(Document passage)
────────
GUEST POST: Consumer Endings – Unwanted, overlooked, yet critical to sustainable consumption
 

Published 5 Min Read

This is a guest post from Joe Macleod, author of Ends. and founder of And End. Joe is a speaker at our event Closure, Digital Legacy and Death on Thursday 19 July.



It would seem counter-intuitive to consider the end of a customer relationship as having a critical role in business and the environment, but I want to tell you why consumer endings are a vital aspect of the consumer experience and how they should inspire action, responsibility and reflection, that could, if used well, accelerate our ability to grapple with consumptions’ ills.

The consumer’s experience is biased. As businesses and society, we favour the on-boarding of a new product or service over the responsibility of off-boarding. Engagement through advertising, and marketing inspires commitment from the consumer at the beginning of the consumer lifecycle (On-boarding). 

Off-boarding is overlooked. Left to governments, local council, health and welfare, and international bodies to deal with. The language, status and position of these are in counterpoint to other messages and authorities inside the consumer lifecycle. It is no wonder the consumer has little to link their action at purchase to their responsibility thereafter. 

Yet, emotional off-boarding can motivate some interesting feelings in the consumer, inspiring them to be truly reflective about the products and services in the context of individual consumption, directly linked to a personal experience through witnessed evidence that creates responsibility. 

In contrast, the on-boarding experience presents an aspirational, dreamlike experience to the consumer, luring them in to the consumer relationship, which can only be predictive as it is before the product or service has been experienced.
 

Worryingly though, the types of promises the consumer experiences at on-boarding are now being adopted to present sustainable consumption and environmental credentials. Yet these methods can only act as a proxy of real action in the consumer as they are achieved only via a purchase from the provider.

Let’s look at the two examples that are often used in business to promote environmental improvements.

 

Market forces

The Circular Economy has a wonderful potential for improving business practice, encouraging efficiency, developing better materials and promising sustainability. What is surprisingly absent from the Circular Economy approach is the lack of disruption to the status quo of the traditional consumer lifecycle experience.
────────
(Data)
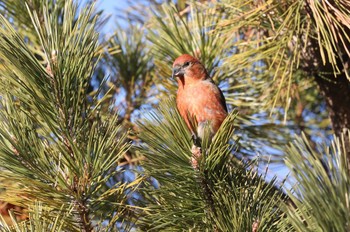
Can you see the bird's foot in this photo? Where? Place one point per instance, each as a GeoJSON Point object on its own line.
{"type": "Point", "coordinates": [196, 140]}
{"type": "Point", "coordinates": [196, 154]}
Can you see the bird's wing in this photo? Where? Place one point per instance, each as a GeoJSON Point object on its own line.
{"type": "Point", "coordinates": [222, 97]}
────────
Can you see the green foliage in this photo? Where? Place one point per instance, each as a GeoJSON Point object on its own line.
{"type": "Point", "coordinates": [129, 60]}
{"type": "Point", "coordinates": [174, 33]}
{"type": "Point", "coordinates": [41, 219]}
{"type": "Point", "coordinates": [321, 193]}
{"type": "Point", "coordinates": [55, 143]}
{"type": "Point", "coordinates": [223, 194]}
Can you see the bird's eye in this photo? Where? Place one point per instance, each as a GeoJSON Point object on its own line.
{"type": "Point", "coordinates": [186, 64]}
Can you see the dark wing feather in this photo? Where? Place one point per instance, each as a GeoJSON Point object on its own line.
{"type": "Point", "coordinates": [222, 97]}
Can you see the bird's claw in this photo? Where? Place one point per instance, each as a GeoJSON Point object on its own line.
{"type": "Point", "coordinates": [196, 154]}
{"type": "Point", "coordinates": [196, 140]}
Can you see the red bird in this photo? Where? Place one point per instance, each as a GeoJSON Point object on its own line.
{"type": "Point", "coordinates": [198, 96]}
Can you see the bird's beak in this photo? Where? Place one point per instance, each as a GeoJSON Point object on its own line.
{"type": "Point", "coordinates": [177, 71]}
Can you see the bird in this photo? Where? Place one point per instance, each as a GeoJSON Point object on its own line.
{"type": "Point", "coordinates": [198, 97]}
────────
(Description of the task) Extract the part of the consumer endings post from "Worryingly though, the" to "promote environmental improvements.", copying it word for word.

(Task answer)
Worryingly though, the types of promises the consumer experiences at on-boarding are now being adopted to present sustainable consumption and environmental credentials. Yet these methods can only act as a proxy of real action in the consumer as they are achieved only via a purchase from the provider.

Let’s look at the two examples that are often used in business to promote environmental improvements.